Released On 16th May 2018
Reporting Sexual Abuse to the Police
In the year ending March 2017 there were well over 100 child sex offences reported to the police each and every day. In fact official statistics record some 43,284 formal complaints to the police across England and Wales for the year.
However, only one in seven, or 6,519, resulted in the perpetrator going to court.
The police admit that in almost 23,000 complaints, or over 50% of cases, there were evidential difficulties that prevented further action being taken. In 6,152 cases a suspect could not be identified and the investigation could not be completed. In 392 incidents the offender died before proceeding could be initiated, and in a small number of case (1,314 of crimes) the police could not prosecute, because the suspect was himself underage.
Official figures also reveal there were 631 cases that ended in a caution.
The figures are perhaps depressing. So why is it so important to report sexual offences, particularly those that took place a long time ago? There are many reasons.
1. A crime is a crime whenever it was committed and does not become any less of a crime with the passage of time. By the same token, a victim is entitled to justice whenever that may come along and justice delayed is better than justice denied.
2. As the NSPCC recognise children who have been sexually abused have already suffered extraordinary trauma. Justice and seeing a perpetrator brought before the Courts can be a crucial part of rebuilding lives. For some it brings a sense of closure.

= = = =

TASK SET:
[1] From the piece on reporting sexual abuse to the police, list each reason it gives for a complaint not leading to further action or prosecution, with the number of cases attached to each.
[2] Carry on the piece on reporting sexual abuse to the police, picking up after its second numbered reason.

SUPPLIED MATERIAL:
= = = =

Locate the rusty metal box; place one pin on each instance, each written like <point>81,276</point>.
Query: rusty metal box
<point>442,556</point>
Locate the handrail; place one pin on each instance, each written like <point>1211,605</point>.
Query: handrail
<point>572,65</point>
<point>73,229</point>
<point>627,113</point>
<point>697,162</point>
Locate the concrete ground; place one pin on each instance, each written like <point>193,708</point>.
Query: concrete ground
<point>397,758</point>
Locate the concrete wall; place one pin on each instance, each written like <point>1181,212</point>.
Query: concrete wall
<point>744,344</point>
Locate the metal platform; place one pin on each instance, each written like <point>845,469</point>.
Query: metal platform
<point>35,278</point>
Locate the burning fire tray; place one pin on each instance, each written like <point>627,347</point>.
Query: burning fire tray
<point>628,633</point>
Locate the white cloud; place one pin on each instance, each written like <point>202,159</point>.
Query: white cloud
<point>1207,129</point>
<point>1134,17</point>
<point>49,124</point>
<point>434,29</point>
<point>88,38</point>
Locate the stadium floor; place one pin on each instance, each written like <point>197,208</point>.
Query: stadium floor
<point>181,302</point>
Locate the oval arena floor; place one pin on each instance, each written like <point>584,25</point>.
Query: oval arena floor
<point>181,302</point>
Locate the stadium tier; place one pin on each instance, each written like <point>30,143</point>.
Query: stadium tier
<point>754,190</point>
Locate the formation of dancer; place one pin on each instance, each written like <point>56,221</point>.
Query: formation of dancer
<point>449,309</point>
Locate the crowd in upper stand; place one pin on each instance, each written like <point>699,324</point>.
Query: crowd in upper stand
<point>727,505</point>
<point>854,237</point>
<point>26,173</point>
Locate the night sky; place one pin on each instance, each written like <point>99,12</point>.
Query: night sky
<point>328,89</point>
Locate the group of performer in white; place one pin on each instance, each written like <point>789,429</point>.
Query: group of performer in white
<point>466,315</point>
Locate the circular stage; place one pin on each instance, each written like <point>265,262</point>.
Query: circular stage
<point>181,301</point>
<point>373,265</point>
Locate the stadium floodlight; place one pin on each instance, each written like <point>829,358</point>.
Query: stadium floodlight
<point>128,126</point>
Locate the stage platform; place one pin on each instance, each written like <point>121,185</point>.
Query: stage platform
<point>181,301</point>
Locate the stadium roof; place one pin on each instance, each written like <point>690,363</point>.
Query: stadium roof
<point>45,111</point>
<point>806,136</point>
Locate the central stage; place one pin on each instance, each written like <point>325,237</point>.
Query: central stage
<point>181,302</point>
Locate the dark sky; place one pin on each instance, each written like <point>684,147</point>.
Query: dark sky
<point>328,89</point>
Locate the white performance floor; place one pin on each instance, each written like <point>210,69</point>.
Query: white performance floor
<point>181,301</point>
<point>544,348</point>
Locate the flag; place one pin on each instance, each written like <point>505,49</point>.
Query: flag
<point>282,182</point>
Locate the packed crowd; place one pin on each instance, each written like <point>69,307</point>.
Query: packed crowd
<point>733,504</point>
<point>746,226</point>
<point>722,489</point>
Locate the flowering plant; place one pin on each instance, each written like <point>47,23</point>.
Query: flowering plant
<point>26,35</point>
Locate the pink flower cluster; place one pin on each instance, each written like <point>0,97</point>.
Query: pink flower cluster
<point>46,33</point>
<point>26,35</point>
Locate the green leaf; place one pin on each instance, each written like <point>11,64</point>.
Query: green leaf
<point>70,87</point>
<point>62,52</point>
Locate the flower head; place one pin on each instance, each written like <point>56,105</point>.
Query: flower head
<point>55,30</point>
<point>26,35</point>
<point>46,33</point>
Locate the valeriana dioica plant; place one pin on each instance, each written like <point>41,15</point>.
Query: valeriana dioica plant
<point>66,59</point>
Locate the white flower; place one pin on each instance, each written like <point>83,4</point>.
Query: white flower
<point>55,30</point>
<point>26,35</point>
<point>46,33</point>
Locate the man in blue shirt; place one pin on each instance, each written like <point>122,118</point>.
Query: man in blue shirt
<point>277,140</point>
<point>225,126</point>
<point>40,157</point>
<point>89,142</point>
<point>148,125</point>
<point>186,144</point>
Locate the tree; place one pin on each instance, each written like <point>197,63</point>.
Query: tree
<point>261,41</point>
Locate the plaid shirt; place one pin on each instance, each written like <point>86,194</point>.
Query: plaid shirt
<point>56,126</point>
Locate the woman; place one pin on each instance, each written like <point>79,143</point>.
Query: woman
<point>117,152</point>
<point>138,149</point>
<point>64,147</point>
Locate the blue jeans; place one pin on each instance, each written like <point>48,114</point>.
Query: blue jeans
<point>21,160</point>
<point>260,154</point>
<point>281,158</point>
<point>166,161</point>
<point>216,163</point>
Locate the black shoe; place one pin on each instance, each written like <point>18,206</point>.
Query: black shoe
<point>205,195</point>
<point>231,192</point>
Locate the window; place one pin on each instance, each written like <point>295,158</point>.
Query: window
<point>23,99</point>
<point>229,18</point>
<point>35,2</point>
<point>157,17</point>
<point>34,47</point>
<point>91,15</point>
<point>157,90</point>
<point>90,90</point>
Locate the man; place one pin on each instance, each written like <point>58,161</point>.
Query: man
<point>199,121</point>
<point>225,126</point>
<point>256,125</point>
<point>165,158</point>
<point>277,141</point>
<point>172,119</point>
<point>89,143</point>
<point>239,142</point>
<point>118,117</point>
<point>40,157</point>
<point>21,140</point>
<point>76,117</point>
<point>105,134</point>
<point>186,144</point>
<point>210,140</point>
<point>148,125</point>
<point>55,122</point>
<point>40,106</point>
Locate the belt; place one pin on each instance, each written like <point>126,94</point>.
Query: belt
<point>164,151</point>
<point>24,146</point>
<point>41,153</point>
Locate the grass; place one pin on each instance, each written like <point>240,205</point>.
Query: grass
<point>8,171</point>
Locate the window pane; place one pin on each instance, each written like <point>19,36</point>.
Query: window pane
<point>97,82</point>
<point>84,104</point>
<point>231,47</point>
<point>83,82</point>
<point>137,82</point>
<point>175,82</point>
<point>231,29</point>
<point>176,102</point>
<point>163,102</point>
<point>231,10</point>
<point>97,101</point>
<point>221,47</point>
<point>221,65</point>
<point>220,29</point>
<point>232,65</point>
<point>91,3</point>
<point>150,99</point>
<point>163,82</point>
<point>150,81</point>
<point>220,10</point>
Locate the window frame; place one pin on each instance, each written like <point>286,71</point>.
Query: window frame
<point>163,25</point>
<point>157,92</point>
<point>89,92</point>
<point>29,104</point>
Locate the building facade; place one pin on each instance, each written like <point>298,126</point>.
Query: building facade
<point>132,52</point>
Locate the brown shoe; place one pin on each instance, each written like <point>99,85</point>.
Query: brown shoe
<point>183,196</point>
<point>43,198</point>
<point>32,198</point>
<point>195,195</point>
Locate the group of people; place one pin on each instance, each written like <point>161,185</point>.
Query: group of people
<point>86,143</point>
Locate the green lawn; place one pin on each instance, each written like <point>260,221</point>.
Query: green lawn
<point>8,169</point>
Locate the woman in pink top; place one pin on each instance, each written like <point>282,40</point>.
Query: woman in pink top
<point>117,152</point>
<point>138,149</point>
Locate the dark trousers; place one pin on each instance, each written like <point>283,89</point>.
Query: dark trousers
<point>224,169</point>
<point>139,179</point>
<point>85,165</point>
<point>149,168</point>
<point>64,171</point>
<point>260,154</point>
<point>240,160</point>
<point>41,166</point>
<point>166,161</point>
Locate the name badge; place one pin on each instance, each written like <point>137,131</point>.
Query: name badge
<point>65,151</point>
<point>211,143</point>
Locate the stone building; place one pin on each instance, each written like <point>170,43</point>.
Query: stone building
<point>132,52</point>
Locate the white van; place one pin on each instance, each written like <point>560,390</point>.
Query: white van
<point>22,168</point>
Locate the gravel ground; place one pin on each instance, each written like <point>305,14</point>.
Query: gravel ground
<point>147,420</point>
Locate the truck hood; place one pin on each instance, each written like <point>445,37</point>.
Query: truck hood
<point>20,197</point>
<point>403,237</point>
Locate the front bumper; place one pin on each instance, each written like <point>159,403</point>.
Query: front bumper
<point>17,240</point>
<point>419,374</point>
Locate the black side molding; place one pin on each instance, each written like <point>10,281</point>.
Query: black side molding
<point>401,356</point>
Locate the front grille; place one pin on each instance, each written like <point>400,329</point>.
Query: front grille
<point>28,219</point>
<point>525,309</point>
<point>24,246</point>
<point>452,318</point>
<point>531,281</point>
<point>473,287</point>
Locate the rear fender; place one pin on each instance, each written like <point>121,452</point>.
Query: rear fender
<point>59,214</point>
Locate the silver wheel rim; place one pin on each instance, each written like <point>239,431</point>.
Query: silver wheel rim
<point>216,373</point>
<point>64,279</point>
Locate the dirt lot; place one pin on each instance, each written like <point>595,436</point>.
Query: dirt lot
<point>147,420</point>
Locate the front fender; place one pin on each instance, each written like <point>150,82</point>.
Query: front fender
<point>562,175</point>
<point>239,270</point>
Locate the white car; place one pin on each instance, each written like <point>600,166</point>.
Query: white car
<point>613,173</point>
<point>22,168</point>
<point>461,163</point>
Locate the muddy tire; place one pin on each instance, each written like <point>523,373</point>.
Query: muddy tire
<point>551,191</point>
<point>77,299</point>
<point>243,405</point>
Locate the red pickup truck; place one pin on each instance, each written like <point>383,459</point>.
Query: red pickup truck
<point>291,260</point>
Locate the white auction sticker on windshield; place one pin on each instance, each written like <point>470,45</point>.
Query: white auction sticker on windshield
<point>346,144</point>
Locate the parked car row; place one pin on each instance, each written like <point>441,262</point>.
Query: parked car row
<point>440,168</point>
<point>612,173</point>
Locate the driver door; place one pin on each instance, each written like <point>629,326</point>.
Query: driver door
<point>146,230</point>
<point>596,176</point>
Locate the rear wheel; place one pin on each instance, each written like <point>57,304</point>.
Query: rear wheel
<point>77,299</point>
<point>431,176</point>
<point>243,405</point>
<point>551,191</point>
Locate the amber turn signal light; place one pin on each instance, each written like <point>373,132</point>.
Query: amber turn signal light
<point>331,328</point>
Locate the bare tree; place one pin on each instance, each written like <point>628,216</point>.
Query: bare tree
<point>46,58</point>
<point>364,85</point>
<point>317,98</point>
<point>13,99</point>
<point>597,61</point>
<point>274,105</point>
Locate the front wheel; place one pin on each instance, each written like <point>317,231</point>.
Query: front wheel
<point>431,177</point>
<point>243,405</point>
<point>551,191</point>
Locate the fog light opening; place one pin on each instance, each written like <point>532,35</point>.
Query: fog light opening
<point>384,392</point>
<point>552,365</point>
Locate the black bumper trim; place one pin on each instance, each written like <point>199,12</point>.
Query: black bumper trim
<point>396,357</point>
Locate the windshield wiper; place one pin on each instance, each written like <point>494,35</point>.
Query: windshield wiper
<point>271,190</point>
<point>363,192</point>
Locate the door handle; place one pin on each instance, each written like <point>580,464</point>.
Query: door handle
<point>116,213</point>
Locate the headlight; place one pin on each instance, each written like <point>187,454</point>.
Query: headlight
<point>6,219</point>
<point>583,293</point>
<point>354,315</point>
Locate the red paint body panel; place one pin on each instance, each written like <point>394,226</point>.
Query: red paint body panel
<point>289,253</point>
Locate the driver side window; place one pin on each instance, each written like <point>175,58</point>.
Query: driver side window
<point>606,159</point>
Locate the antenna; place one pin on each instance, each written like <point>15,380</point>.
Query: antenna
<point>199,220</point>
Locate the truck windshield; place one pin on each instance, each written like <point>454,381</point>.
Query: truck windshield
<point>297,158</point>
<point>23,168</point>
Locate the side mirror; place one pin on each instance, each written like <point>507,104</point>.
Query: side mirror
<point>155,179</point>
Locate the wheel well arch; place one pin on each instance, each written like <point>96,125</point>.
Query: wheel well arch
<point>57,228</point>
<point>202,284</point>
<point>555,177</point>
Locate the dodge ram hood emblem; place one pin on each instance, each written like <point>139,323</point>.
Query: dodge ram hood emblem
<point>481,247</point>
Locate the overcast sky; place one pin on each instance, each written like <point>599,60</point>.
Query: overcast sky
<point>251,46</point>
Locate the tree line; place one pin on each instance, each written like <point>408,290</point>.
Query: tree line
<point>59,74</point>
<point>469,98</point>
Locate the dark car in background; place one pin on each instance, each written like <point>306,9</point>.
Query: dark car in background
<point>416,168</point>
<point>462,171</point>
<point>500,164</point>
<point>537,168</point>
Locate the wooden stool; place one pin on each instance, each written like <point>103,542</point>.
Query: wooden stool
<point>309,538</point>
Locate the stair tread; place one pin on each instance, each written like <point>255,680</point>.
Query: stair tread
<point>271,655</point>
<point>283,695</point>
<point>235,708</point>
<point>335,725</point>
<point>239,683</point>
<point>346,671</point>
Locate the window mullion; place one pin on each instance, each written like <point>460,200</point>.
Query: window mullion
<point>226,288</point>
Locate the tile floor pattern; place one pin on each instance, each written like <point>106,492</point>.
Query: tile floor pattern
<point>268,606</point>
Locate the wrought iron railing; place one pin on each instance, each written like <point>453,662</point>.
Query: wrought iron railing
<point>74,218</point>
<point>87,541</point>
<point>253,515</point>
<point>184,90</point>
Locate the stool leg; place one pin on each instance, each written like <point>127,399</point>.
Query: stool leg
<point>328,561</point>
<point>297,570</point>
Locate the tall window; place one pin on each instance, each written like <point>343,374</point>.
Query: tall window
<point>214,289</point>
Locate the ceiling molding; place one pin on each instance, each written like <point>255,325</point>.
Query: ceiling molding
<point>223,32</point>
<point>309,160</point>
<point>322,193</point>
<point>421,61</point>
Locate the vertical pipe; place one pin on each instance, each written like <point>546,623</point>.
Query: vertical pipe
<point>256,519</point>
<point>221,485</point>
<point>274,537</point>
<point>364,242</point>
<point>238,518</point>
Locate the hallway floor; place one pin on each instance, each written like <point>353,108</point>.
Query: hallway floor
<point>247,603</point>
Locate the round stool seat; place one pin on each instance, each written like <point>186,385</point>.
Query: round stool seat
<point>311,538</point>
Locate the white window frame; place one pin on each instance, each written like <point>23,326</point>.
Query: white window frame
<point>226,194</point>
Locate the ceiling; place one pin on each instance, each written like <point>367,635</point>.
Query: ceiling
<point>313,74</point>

= = = =

TASK-BY-TASK RESULTS:
[1]
- Evidential difficulties prevented further action: almost 23,000 complaints, or over 50% of cases
- A suspect could not be identified and the investigation could not be completed: 6,152 cases
- The offender died before proceedings could be initiated: 392 incidents
- The suspect was himself underage, so the police could not prosecute: 1,314 crimes

[2]
3. Sex abusers are often opportunist and will usually target anyone who they believe can be abused with impunity. If you have been abused your report to the police may stop the next potential victim becoming abused.
4. If you have been abused you may be entitled to claim compensation and there may be several options open to you. Claims can be made to the Criminal Injuries Compensation Authority whose function is to compensate blameless victims of violent crime; to the organisation where the perpetrator worked if the abuse took place in the context of their employment; or against the perpetrator him or herself. The CICA will not entertain a claim unless the abuse has been reported, although it is not necessary to obtain a conviction. It is much easier for a victim to bring a successful claim if a conviction has been secured against the perpetrator. Thus reporting to the police is an important step. The police appreciate that this may bring back painful memories, but they may put in place support for you to help with this difficult process.
At robsonshaw, our solicitors have been helping victims of sexual abuse for the past 18 years and have a wealth of experience in conducting sexual abuse compensation claims. To speak to us on a confidential, no obligation basis, contact us at any time. We operate a 24/7 legal practice. Contact us via email@example.com and we will arrange to call you at your convenience.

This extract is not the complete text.